---------- RECORD LIST ----------

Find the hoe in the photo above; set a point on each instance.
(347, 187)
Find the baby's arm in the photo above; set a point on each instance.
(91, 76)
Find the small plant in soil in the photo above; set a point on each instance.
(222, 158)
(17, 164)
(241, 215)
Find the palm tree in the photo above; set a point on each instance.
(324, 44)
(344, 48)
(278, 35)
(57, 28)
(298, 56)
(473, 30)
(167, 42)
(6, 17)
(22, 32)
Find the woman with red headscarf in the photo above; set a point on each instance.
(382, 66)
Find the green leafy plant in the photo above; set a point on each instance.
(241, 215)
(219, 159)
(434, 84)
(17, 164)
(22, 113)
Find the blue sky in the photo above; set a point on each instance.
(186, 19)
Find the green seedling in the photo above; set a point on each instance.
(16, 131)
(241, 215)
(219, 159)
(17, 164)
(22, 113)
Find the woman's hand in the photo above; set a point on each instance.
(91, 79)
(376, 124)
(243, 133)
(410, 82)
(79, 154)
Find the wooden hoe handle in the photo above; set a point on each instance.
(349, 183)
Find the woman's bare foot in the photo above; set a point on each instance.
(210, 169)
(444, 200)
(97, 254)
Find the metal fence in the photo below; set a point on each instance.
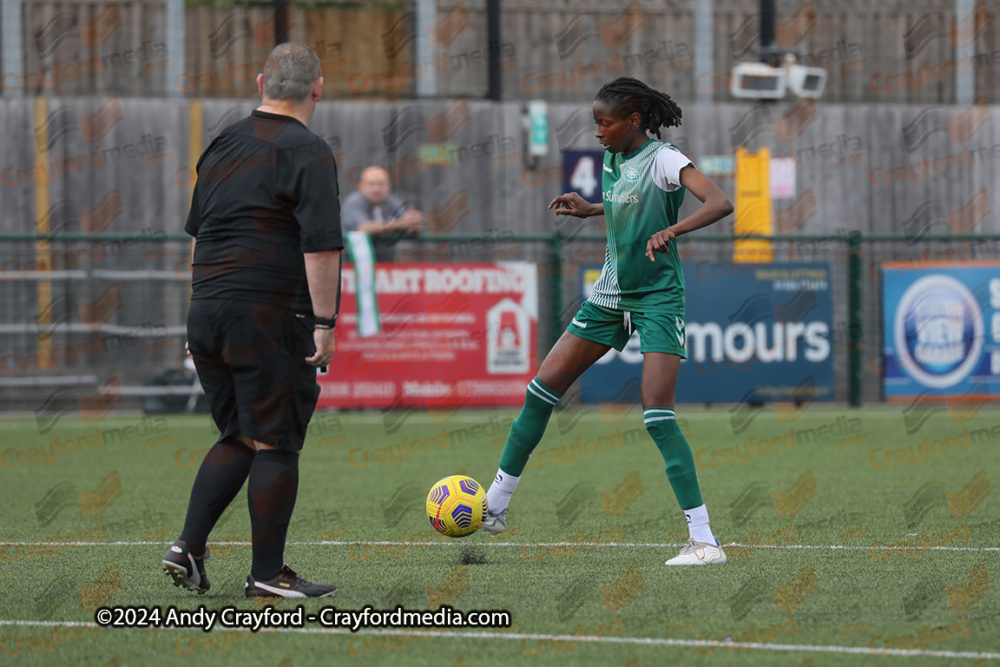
(85, 312)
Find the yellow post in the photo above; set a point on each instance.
(196, 120)
(195, 132)
(43, 248)
(753, 207)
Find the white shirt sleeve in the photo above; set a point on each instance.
(666, 168)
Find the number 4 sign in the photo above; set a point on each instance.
(582, 174)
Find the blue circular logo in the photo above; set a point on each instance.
(939, 331)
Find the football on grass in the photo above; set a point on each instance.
(456, 506)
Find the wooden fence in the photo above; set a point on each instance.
(888, 51)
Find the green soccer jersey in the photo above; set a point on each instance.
(642, 194)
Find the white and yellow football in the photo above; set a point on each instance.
(456, 506)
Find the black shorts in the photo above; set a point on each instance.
(251, 363)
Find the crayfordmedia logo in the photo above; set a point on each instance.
(939, 331)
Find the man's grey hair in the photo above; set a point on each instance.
(289, 72)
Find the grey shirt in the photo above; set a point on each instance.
(357, 210)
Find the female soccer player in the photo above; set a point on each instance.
(644, 183)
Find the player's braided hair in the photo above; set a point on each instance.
(630, 95)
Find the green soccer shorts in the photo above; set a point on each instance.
(658, 331)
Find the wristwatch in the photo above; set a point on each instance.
(326, 322)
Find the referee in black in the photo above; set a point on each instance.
(265, 218)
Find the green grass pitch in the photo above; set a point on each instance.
(589, 530)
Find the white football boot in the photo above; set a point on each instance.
(699, 553)
(494, 524)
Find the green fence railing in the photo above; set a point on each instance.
(553, 248)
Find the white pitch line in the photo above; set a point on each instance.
(455, 543)
(586, 639)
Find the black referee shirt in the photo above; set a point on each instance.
(266, 193)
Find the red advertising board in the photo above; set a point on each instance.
(452, 335)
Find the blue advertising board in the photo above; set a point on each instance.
(582, 174)
(754, 332)
(942, 330)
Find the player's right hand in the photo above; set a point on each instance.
(325, 347)
(573, 204)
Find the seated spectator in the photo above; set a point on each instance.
(376, 212)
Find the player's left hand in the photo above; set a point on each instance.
(325, 347)
(659, 242)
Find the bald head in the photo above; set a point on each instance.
(374, 184)
(290, 71)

----------

Repeat each entry exactly. Pictures do not belong in the copy.

Find the hoe in the photo above; set a point on each instance.
(347, 187)
Find the baby's arm in the photo above; set a point on each instance.
(91, 76)
Find the small plant in soil in the photo above; set a point on each instance.
(222, 158)
(17, 164)
(241, 215)
Find the palm tree in the photo above; set a point on each instance.
(324, 44)
(344, 48)
(278, 35)
(57, 28)
(298, 56)
(473, 30)
(167, 42)
(6, 17)
(22, 32)
Find the woman with red headscarf in the photo above; set a point on each instance.
(382, 66)
Find the green leafy plant in the photo above; set a point on each instance.
(241, 215)
(219, 159)
(434, 84)
(17, 164)
(22, 113)
Find the blue sky in the photo above; set a point on each instance.
(186, 19)
Find the green seedling in the photo above; set a point on each instance.
(16, 131)
(241, 215)
(219, 159)
(17, 164)
(22, 113)
Find the woman's hand in the photo above; set a point on each instance.
(91, 79)
(376, 124)
(243, 133)
(410, 82)
(79, 154)
Find the wooden hoe handle in the photo above; set a point on each instance.
(349, 183)
Find the woman's bare foot in the photo above; set a point on each instance.
(210, 169)
(444, 200)
(97, 254)
Find the metal fence in the photo below; set a point on each instance.
(85, 312)
Find the yellow post in the photo above; set a point on each instance.
(196, 120)
(195, 132)
(43, 248)
(753, 207)
Find the white shirt sleeve in the photo above; set a point on each instance.
(666, 168)
Find the number 4 sign in the photo above; set a point on each instance.
(582, 174)
Find the blue circular logo in the photo above; set a point on each instance.
(939, 331)
Find the football on grass in the photo above; set a point on each instance.
(456, 506)
Find the wooden fence in the photo above; set a point on each instance.
(888, 51)
Find the green soccer jersey in the photo above; set a point on each instance.
(642, 194)
Find the white and yellow football in the photo above; set a point on each instance.
(456, 506)
Find the black shorts in the photo above; set a point on each instance.
(251, 363)
Find the crayfordmedia logo in the photo above; set a point on each instance.
(939, 331)
Find the man's grey hair in the photo above; set a point on each instance.
(289, 72)
Find the grey shirt in the photo above; set a point on each instance.
(357, 210)
Find the female soccer player in the photo above; set a point on each instance.
(644, 183)
Find the player's braided hair in the photo above; set a point on each instance.
(630, 95)
Find the green soccer shorts in the photo above; set a point on each instance.
(658, 331)
Find the wristwatch in the photo above; set a point on each instance.
(326, 322)
Find the referee in black in the photo above; set a point on each instance.
(265, 218)
Find the green grass pitch in the photo above; set a point on each instance.
(589, 530)
Find the white football boot in the photo above; set a point on each instance.
(699, 553)
(494, 524)
Find the green fence railing in the photo above; set a point on each instance.
(553, 248)
Find the white pitch line in the photo above; set a point on each instance.
(455, 543)
(586, 639)
Find the black referee shirt in the photo above; set a point on each instance.
(266, 193)
Find the red advertising board in the photo above; set a point on each instance.
(452, 335)
Find the blue advertising board in the photo above; set a point on each instance.
(582, 174)
(754, 332)
(942, 330)
Find the player's right hand in the photo above; set a point on each instance.
(325, 347)
(573, 204)
Find the seated spectator in the photo above; set a point on each instance.
(376, 212)
Find the player's left hand in the photo above; set a point on each instance.
(325, 347)
(659, 242)
Find the bald head in the photo above; set a point on each instance.
(374, 184)
(290, 71)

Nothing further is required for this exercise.